» **WORK TASK**
Only an exact retyping of all the entries counts as an answer.

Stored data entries
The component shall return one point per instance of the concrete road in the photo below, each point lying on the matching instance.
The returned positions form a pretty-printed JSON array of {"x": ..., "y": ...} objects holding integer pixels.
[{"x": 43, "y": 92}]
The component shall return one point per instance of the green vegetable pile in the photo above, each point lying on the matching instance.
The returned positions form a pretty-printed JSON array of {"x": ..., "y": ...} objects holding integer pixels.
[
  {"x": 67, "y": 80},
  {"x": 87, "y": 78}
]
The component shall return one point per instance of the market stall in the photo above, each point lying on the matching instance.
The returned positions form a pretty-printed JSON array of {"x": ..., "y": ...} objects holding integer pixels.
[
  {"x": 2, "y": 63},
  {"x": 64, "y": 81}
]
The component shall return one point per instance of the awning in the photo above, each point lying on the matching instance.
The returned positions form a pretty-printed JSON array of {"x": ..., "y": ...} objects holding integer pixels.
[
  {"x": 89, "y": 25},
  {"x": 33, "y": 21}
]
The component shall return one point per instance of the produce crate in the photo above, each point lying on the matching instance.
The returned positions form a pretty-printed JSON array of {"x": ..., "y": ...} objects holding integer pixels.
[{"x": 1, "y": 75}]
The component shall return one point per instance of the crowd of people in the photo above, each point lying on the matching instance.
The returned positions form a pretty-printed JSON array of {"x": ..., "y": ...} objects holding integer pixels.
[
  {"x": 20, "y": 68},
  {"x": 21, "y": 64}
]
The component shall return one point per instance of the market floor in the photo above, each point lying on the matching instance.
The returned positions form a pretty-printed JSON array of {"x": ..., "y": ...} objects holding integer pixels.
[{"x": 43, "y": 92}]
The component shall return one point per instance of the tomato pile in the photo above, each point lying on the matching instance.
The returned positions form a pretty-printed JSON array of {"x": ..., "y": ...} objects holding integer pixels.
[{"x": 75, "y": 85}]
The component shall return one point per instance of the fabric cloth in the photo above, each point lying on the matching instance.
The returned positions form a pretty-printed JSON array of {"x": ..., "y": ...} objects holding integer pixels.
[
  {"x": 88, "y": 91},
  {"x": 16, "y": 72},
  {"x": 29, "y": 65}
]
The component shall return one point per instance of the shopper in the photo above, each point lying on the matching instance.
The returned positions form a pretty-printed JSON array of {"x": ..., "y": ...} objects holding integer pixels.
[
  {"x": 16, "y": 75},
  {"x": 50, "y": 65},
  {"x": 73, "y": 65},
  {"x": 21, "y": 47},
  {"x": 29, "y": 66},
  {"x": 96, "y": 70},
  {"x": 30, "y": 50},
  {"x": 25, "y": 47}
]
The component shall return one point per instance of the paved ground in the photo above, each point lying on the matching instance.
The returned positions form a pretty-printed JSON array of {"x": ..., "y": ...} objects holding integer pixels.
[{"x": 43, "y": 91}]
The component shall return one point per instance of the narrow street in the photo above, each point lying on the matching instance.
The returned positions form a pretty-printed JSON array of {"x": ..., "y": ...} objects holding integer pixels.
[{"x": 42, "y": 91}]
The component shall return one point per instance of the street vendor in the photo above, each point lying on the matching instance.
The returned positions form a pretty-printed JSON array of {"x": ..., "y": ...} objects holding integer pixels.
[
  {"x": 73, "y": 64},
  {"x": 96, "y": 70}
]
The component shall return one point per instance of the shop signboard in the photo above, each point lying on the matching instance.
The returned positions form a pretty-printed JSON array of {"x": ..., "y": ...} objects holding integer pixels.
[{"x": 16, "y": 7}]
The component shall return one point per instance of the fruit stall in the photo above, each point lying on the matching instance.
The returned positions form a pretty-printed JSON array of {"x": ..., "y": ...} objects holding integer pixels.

» **RESPONSE FOR THIS EXERCISE**
The component shall return one point per instance of the concrete road in the photo below, each point lying on the matching instance.
The returned positions form a pretty-printed JSON array of {"x": ..., "y": ...} objects holding integer pixels.
[{"x": 43, "y": 92}]
The component shall return one point per instance of the green vegetable pile in the photo above, each point lying on the matching instance.
The returned positions form a pretty-printed JSON array of {"x": ..., "y": ...} objects holding integer pixels.
[
  {"x": 67, "y": 80},
  {"x": 87, "y": 78}
]
The component shall return one point per instance of the market stall in the photo above, each point lying on the matching instance.
The returned positions form a pretty-printed JSON array of {"x": ..., "y": ...} objects holding integer pixels.
[
  {"x": 2, "y": 63},
  {"x": 64, "y": 81}
]
The component shall return one point per instance of the awning in the photo above, each point lying on the matching instance.
The returned positions form a pretty-printed JSON array of {"x": ..., "y": ...} objects holding integer pixels.
[
  {"x": 89, "y": 25},
  {"x": 33, "y": 21}
]
The component shall return one point per instance of the produce crate in the photo above, each point lying on the matching instance.
The returned positions form a pretty-printed JSON array of {"x": ..., "y": ...} objects holding integer pixels.
[{"x": 1, "y": 75}]
The component shall return one point per instance of the crowd of people in the photo above, each point lying on the matching instance.
The returned positions form a pretty-printed JSON array of {"x": ..., "y": ...} objects holding integer pixels.
[
  {"x": 20, "y": 68},
  {"x": 21, "y": 64}
]
The component shall return one point per instance of the market floor in the photo above, each point lying on the matching instance.
The returned positions form a pretty-printed JSON array of {"x": ..., "y": ...} objects holding integer pixels.
[{"x": 43, "y": 92}]
The component shall return one point per instance of the tomato pile in the photo above, each point lying on the matching instance.
The returned positions form a pretty-printed JSON array of {"x": ..., "y": ...} objects holding integer pixels.
[{"x": 75, "y": 85}]
The component shall return one point per instance of the fabric cloth in the photo above, each point lying on the matching instance.
The returned positions form a pretty-printed JSON array of {"x": ..., "y": ...} objects holding integer pixels.
[
  {"x": 88, "y": 91},
  {"x": 16, "y": 72},
  {"x": 29, "y": 65}
]
The component shall return one point per instance of the shopper in the photo above, each point lying on the matching instance.
The returned positions form a pretty-printed JSON array of {"x": ..., "y": ...} objects holding integer pixels.
[
  {"x": 16, "y": 75},
  {"x": 50, "y": 65},
  {"x": 73, "y": 65},
  {"x": 21, "y": 47},
  {"x": 29, "y": 66},
  {"x": 96, "y": 70},
  {"x": 30, "y": 50},
  {"x": 25, "y": 47}
]
The component shall return one point per instance of the paved ground in the photo above, each point lying on the matching instance.
The returned positions form a pretty-printed JSON array of {"x": ..., "y": ...} objects holding integer pixels.
[{"x": 43, "y": 91}]
The component shall return one point per instance of the narrow street in the photo above, each point lying on the matching instance.
The returned positions form a pretty-printed JSON array of {"x": ..., "y": ...} objects holding integer pixels.
[{"x": 42, "y": 91}]
The component shall return one point per instance of the street vendor in the photo above, each point lying on the matching instance.
The returned positions form a pretty-printed JSON array of {"x": ..., "y": ...} objects holding integer pixels.
[
  {"x": 73, "y": 64},
  {"x": 96, "y": 70}
]
The component shall return one point per instance of the shop signboard in the photo above, each point lying on the matching instance.
The returned positions form a pretty-printed JSON array of {"x": ..., "y": ...} objects holding integer pixels.
[{"x": 16, "y": 7}]
The component shall return one point per instance of the fruit stall in the photo above, each point lying on the matching instance.
The returned positions form a pretty-printed JSON array of {"x": ..., "y": ...} objects holding integer pixels.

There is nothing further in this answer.